* _WHAT TO DO_
A word-for-word copy of the whole listing is required.

* _GIVEN ENTRIES_

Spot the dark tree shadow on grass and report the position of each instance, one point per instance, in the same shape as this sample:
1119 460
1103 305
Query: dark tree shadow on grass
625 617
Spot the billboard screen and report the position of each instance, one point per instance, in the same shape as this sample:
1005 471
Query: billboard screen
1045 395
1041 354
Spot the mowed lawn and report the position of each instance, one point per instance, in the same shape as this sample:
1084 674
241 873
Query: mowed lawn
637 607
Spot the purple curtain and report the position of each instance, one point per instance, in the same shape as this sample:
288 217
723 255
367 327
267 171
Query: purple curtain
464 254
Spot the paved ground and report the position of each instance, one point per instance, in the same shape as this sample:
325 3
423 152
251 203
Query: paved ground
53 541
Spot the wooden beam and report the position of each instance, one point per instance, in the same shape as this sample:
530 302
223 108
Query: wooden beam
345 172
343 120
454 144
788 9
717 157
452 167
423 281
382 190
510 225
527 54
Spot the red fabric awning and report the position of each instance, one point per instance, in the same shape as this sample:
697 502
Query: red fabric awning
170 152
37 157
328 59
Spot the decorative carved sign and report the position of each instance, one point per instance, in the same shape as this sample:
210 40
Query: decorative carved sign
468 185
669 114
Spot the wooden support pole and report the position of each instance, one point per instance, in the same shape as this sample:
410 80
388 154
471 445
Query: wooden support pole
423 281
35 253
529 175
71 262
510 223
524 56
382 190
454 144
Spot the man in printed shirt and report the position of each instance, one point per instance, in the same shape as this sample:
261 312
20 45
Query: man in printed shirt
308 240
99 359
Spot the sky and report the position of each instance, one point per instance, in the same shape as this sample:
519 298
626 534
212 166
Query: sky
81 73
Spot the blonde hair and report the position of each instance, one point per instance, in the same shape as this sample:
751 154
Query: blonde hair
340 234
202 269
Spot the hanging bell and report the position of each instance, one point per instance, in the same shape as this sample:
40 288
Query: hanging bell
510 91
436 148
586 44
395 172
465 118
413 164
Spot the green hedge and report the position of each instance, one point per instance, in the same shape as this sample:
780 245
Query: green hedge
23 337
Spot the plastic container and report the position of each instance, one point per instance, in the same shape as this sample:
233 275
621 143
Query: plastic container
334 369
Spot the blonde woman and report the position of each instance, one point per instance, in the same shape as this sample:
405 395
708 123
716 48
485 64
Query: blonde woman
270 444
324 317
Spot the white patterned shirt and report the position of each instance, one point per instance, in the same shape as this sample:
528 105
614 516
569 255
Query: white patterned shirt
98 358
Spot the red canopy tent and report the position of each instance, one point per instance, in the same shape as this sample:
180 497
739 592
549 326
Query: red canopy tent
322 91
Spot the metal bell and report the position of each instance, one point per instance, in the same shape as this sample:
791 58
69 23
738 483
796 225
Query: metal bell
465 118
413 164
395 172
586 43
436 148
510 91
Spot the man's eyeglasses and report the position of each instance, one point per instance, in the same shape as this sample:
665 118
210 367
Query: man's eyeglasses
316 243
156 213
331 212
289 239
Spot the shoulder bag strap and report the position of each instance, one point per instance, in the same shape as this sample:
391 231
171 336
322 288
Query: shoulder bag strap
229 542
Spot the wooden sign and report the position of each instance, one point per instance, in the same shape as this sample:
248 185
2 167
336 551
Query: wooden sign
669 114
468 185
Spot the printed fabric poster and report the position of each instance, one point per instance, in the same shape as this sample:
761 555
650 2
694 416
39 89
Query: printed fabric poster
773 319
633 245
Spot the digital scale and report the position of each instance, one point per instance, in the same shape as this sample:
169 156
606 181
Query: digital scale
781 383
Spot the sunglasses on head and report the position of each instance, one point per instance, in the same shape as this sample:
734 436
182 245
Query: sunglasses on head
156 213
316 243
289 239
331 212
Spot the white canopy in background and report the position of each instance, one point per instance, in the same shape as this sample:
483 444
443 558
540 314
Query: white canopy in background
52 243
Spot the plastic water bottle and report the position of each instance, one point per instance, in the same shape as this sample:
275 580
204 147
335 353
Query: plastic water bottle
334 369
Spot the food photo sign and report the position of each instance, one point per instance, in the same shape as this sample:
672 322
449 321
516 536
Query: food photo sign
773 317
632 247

* _OUTPUT FOR THIS TASK_
Spot the dark tree shadow on grass and report the position of each instance, one point per instance, in the same shape as this sample:
1119 460
1103 305
Query: dark tree shadow on grass
625 617
Spot the billboard screen and report the position of each instance, one point per instance, in the same shape as this sample:
1005 471
Query: billboard screen
1045 395
1041 354
Spot the mowed lawn and report the position of each instance, one point per instance, in the same shape as this sample:
1084 674
241 873
Query: mowed lawn
637 607
Spot the purple curtain and report the position of each instance, one point per instance, in the same shape as this sample:
288 217
723 255
367 327
267 171
Query: purple curtain
464 254
Spot the paved ground and report the position of each instance, one point per instance, in the same shape as this sample:
325 3
423 152
251 203
Query: paved ground
53 541
Spot the wooden beam and report the position of each instance, one point per instance, in the same shape as this sample:
530 302
223 108
Query: wooden beam
345 172
343 120
454 144
788 9
717 157
452 167
423 281
382 190
510 225
527 54
Spot the red fabric awning and report the position of each instance, one point per instance, in the same shape as this sample:
697 502
Query: red fabric awning
170 152
37 157
328 59
Spot the decorative carved sign and report the position of each instance, one point per instance, in the same shape as this sample:
210 40
Query: decorative carved sign
468 185
669 114
Spot the wooden support pole and report the position of each instance, one point per instance, in the same shape as this sample:
410 80
388 154
471 445
Query: wooden support pole
423 281
35 253
529 175
71 262
510 223
524 56
382 190
454 144
Spot the man in printed shirt and report the position of each instance, one point per instance, in the same shape as this sample:
261 312
20 45
Query: man in printed shirt
308 240
99 359
Spot the sky and report the position of each instance, one point per instance, in the same shape as this sample:
519 298
626 534
212 166
Query: sky
81 73
Spot the blonde hair and report the position of each instance, one point per instance, in the same shape as this sample:
751 154
Query: blonde hair
340 234
202 269
Spot the hanging bell and report the position of each instance, one point per instance, in the same shape as this sample:
40 288
Query: hanging bell
510 91
436 148
586 44
395 172
465 118
413 164
Spot the green hedge and report the position of each instance, one point per instance, in the same shape as this sample:
780 245
Query: green hedge
23 337
Spot the plastic container and report the position of each instance, one point per instance, in the same shape as this sample:
233 275
621 143
Query: plastic container
334 369
Spot the blonde woman and report the position of each instance, one point per instance, in the same shape as this sample:
405 395
708 123
716 48
485 64
Query: blonde woman
270 444
324 317
Spot the white patterned shirt and report the position of each instance, one point per instance, in the same shape as this sample:
528 105
614 516
569 255
Query: white patterned shirt
98 358
Spot the red canopy tent and report the position of each instance, one point per instance, in the same shape as this sample:
180 497
739 592
549 326
Query: red canopy tent
322 91
Spot the metal bell and report the position of each instance, one point per instance, in the same shape as this sample:
791 58
69 23
738 483
796 225
Query: metal bell
465 118
413 164
395 172
586 43
436 148
510 91
Spot the man's eyeglasses and report the position of each instance, one point per instance, in the same shape as this sample:
665 118
210 367
Query: man's eyeglasses
316 243
156 213
331 212
289 239
Spot the shoulder bag strap and report the position of each instance, one point per instance, in the same shape as this sample:
391 231
171 336
322 288
Query: shoulder bag strap
229 542
Spot the wooden sign and report the position of each instance, one point per instance, in the same shape as this sample:
248 185
2 167
336 551
Query: wooden sign
669 114
468 185
Spot the printed fabric poster and report the position of each instance, one point per instance, in the same shape as this sample:
761 555
650 2
694 416
39 89
Query: printed fabric poster
773 319
633 245
Spot the digital scale and report the position of each instance, one point per instance, in the same shape as this sample:
169 156
606 181
Query: digital scale
781 383
Spot the sunglasses on head and report the position of each instance, one point per instance, in the same shape as this sample:
734 436
182 245
Query: sunglasses on head
156 213
316 243
289 239
331 212
Spot the white canopy in background and report the position of each instance, one point per instance, in the same shape as this sample:
483 444
443 558
540 314
Query: white canopy in background
52 243
Spot the plastic water bottle and report the position of each instance, one point per instance, in the same shape as this sample:
275 580
204 147
335 353
Query: plastic water bottle
334 369
Spot the food photo sign and report the position of each instance, one point per instance, in the same shape as this sample:
672 322
449 321
516 536
Query: food photo sign
773 317
632 247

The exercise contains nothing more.